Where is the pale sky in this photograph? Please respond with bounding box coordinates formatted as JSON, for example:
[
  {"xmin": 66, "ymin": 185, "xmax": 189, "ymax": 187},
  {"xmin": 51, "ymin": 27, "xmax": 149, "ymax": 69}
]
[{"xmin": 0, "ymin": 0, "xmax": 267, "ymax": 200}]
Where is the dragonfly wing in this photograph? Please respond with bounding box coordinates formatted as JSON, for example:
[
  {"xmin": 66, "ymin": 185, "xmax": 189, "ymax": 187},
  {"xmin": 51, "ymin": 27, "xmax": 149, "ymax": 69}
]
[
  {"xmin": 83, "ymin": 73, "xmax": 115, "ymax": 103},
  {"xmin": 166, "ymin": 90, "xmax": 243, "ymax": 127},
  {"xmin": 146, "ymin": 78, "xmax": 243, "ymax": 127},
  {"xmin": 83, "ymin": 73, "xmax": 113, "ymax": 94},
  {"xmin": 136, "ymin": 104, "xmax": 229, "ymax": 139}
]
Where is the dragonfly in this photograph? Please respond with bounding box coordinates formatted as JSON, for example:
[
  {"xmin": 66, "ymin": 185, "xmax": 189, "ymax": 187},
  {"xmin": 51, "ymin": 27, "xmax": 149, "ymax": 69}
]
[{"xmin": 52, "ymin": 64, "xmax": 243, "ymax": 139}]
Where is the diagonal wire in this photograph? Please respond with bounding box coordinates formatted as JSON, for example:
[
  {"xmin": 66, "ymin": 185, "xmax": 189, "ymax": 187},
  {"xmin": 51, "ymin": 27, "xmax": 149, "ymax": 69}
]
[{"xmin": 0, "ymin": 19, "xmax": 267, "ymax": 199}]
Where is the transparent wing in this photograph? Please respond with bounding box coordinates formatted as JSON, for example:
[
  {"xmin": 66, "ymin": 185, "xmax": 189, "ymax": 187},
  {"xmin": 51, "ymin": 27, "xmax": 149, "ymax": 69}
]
__________________________________________________
Your task is to transcribe the listing above in full, exactly as given.

Where is the pale sky in this photograph? Please respond with bounding box coordinates formatted as JSON, for example:
[
  {"xmin": 66, "ymin": 185, "xmax": 189, "ymax": 187},
  {"xmin": 51, "ymin": 27, "xmax": 149, "ymax": 69}
]
[{"xmin": 0, "ymin": 0, "xmax": 267, "ymax": 200}]
Where is the dragonfly wing in this photograph? Please respond with bounding box coordinates formatted as JSON, for example:
[
  {"xmin": 66, "ymin": 185, "xmax": 189, "ymax": 187},
  {"xmin": 51, "ymin": 27, "xmax": 149, "ymax": 69}
]
[
  {"xmin": 83, "ymin": 73, "xmax": 115, "ymax": 103},
  {"xmin": 166, "ymin": 90, "xmax": 243, "ymax": 127},
  {"xmin": 146, "ymin": 78, "xmax": 243, "ymax": 127},
  {"xmin": 83, "ymin": 73, "xmax": 113, "ymax": 94},
  {"xmin": 136, "ymin": 104, "xmax": 229, "ymax": 139}
]
Where is the dragonfly in this photograph? Please respond with bounding box coordinates formatted as JSON, for example:
[
  {"xmin": 66, "ymin": 185, "xmax": 189, "ymax": 187},
  {"xmin": 51, "ymin": 27, "xmax": 149, "ymax": 69}
]
[{"xmin": 52, "ymin": 64, "xmax": 243, "ymax": 139}]
Where is the diagonal wire in this photograph? Please respond with bounding box coordinates formatted as JSON, for example:
[
  {"xmin": 66, "ymin": 185, "xmax": 189, "ymax": 187},
  {"xmin": 51, "ymin": 27, "xmax": 149, "ymax": 69}
]
[{"xmin": 0, "ymin": 19, "xmax": 267, "ymax": 199}]
Where is the transparent wing in this photograph? Please respond with bounding box coordinates formatted as JSON, for example:
[
  {"xmin": 66, "ymin": 185, "xmax": 189, "ymax": 187},
  {"xmin": 51, "ymin": 27, "xmax": 149, "ymax": 69}
]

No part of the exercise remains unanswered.